**Aufgabe 1:**
Woran starb Margarete laut dem Text über die Firma Steiff?
**Aufgabe 2:**
Prüfe anhand des Textes über die Firma Steiff, ob die folgenden Aussagen zutreffen, und belege jede Antwort mit einem wörtlichen Zitat. (a) Das Markenzeichen wurde von Franz Steiff entwickelt. (b) Der Knopf trug von Anfang an den Schriftzug „Steiff“. (c) Neben den Beschäftigten im Haus arbeiteten 1800 Frauen als Heimarbeiterinnen.

**Vorliegender Text:**
+--

400 Menschen arbeiten nun im Haus, 1800 Frauen sind zusätzlich als Heimarbeiterinnen beschäftigt. Um die Steiff-Tiere vor Nachahmung zu schützen, wird von Franz Steiff, einem weiteren Neffen Margaretes, das noch heute geschützte Markenzeichen, der berühmte „Knopf im Ohr“ entwickelt. Zunächst ist der mit einem Elefanten versehen, im Laufe der Jahre wird er durch den Schriftzug „Steiff“ ersetzt. Margarete kann den Erfolg nicht mehr lange genießen: Schon am 9. Mai 1909 stirbt sie an den Folgen einer Lungenentzündung. Die Leitung der Firma übernehmen ihre Neffen – und haben zu kämpfen: Während des Ersten Weltkriegs verhängen die deutschen Kriegsgegner Importverbote für die Produkte von Steiff.

+--

**Extrahierte Daten:**
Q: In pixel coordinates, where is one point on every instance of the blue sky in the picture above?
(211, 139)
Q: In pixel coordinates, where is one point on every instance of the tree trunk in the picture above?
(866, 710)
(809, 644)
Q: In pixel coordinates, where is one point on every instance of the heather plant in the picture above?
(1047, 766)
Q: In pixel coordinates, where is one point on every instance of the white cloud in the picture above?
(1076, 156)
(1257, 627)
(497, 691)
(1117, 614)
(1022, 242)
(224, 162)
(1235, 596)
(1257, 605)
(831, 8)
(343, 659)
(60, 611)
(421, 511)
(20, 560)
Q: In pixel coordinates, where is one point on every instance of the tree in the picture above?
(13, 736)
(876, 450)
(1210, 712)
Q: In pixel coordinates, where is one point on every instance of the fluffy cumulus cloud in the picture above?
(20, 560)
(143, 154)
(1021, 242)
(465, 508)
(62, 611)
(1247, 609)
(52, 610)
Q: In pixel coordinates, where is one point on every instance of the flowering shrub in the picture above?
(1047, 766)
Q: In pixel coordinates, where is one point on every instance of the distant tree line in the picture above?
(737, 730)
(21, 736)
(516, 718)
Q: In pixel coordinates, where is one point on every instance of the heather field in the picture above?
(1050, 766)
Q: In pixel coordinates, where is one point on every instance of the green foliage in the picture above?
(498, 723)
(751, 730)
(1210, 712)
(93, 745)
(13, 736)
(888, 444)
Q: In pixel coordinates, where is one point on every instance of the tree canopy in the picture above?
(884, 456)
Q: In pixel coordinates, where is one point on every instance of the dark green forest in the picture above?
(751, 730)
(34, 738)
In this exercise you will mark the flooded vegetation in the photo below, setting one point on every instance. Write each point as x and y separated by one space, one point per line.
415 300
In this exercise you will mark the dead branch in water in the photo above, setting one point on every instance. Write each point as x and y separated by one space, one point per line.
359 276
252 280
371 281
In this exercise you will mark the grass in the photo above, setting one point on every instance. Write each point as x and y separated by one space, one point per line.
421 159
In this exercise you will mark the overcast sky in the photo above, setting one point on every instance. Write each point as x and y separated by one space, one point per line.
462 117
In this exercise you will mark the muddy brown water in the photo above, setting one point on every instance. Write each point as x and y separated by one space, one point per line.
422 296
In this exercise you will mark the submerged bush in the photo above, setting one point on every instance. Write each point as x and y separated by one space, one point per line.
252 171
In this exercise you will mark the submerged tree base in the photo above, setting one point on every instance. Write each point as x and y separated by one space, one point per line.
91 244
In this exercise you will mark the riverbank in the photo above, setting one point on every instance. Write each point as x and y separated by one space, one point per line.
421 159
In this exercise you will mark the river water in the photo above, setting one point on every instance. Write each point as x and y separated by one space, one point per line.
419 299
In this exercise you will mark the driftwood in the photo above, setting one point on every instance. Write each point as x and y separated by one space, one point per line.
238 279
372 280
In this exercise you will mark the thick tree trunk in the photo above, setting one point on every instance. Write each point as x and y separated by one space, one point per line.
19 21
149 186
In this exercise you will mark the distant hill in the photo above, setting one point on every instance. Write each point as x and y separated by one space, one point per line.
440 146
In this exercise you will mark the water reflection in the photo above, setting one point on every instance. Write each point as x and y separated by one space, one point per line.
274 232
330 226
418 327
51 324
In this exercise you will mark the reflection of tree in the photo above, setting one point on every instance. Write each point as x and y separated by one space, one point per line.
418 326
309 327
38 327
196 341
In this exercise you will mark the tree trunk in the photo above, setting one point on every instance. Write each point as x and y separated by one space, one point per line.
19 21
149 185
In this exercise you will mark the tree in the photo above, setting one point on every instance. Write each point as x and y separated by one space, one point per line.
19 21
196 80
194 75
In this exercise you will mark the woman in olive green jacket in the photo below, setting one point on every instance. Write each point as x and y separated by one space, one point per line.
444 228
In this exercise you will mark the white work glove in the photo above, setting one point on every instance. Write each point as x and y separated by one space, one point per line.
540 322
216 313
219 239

+--

**Ergebnis 1:**
Sie starb an den Folgen einer Lungenentzündung.

**Ergebnis 2:**
(a) Ja: „wird von Franz Steiff, einem weiteren Neffen Margaretes, das noch heute geschützte Markenzeichen“
(b) Nein: „Zunächst ist der mit einem Elefanten versehen“
(c) Ja: „1800 Frauen sind zusätzlich als Heimarbeiterinnen beschäftigt“